Opdracht A.
Tot welke gevangenisstraf had de rechtbank de verdachte volgens het fragment over de strafzaak veroordeeld?
Opdracht B.
Geef het deel van het fragment over de strafzaak opnieuw weer dat begint met de woorden "Op 22 januari" en eindigt met "opnieuw heeft beoordeeld.". Vervang daarin "Gelderland" door "Overijssel".
Opdracht C.
Schrijf een vervolg op het fragment over de strafzaak in hoger beroep, te beginnen na de laatste zin.

Fragment.
○ ○ ○ ○

Op 22 januari 2020 heeft het Gerechtshof Arnhem-Leeuwarden uitspraak gedaan in de strafzaak tegen de verdachte, die in hoger beroep was gegaan tegen een vonnis van de rechtbank Gelderland. De rechtbank had de verdachte op 2 juli 2019 veroordeeld tot een gevangenisstraf van zes jaren voor een woningoverval op een 78-jarig slachtoffer, waarbij geweld was gebruikt en een geldbedrag van € 5.000,- was gestolen. Het hof heeft het vonnis van de rechtbank bevestigd, met uitzondering van de schadevergoedingsmaatregel, die het hof heeft vernietigd en opnieuw heeft beoordeeld.
Tijdens de zitting op 8 januari 2020 heeft het hof de vordering van de advocaat-generaal gehoord en de verklaringen van de verdachte en zijn raadsvrouw, mr. J.J.J. Broekhuizen, in overweging genomen. Het hof oordeelde dat de rechtbank op juiste gronden had beslist, maar kwam tot een andere beslissing met betrekking tot de schadevergoedingsmaatregel. Het hof legde de verdachte de verplichting op om een bedrag van € 8.335,00 te betalen aan de Staat, ten behoeve van het slachtoffer, bestaande uit materiële en immateriële schade.

○ ○ ○ ○

Geselecteerde gegevens.
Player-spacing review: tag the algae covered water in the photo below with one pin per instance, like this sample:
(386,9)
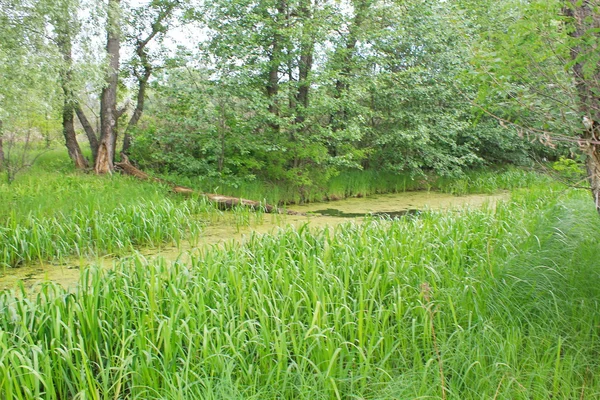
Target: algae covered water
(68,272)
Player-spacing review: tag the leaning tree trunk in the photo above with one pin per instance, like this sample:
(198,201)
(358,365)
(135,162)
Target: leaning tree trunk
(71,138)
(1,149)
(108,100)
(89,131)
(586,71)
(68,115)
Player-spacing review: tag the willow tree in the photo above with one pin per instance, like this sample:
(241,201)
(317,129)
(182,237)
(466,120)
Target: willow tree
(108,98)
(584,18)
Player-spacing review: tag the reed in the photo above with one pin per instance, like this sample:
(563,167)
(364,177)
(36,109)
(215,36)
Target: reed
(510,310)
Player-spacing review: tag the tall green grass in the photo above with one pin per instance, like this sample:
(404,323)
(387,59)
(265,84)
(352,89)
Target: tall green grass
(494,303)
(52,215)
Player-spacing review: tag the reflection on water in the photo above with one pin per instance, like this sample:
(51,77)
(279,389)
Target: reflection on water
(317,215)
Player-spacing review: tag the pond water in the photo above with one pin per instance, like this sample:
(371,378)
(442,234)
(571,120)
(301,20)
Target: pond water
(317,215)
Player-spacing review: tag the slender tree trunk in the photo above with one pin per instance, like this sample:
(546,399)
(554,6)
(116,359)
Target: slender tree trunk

○ ○ ○ ○

Antwoord A.
Tot een gevangenisstraf van zes jaren.

Antwoord B.
Op 22 januari 2020 heeft het Gerechtshof Arnhem-Leeuwarden uitspraak gedaan in de strafzaak tegen de verdachte, die in hoger beroep was gegaan tegen een vonnis van de rechtbank Overijssel. De rechtbank had de verdachte op 2 juli 2019 veroordeeld tot een gevangenisstraf van zes jaren voor een woningoverval op een 78-jarig slachtoffer, waarbij geweld was gebruikt en een geldbedrag van € 5.000,- was gestolen. Het hof heeft het vonnis van de rechtbank bevestigd, met uitzondering van de schadevergoedingsmaatregel, die het hof heeft vernietigd en opnieuw heeft beoordeeld.

Antwoord C.
Het hof heeft de duur van de gijzeling vastgesteld op 76 dagen, in plaats van vervangende hechtenis, in overeenstemming met de gewijzigde wetgeving per 1 januari 2020. De aanvangsdatum van de wettelijke rente voor de schadevergoeding is vastgesteld op 29 december 2018. Het hof bevestigde het vonnis voor het overige, met inachtneming van de overwegingen die in de uitspraak zijn opgenomen.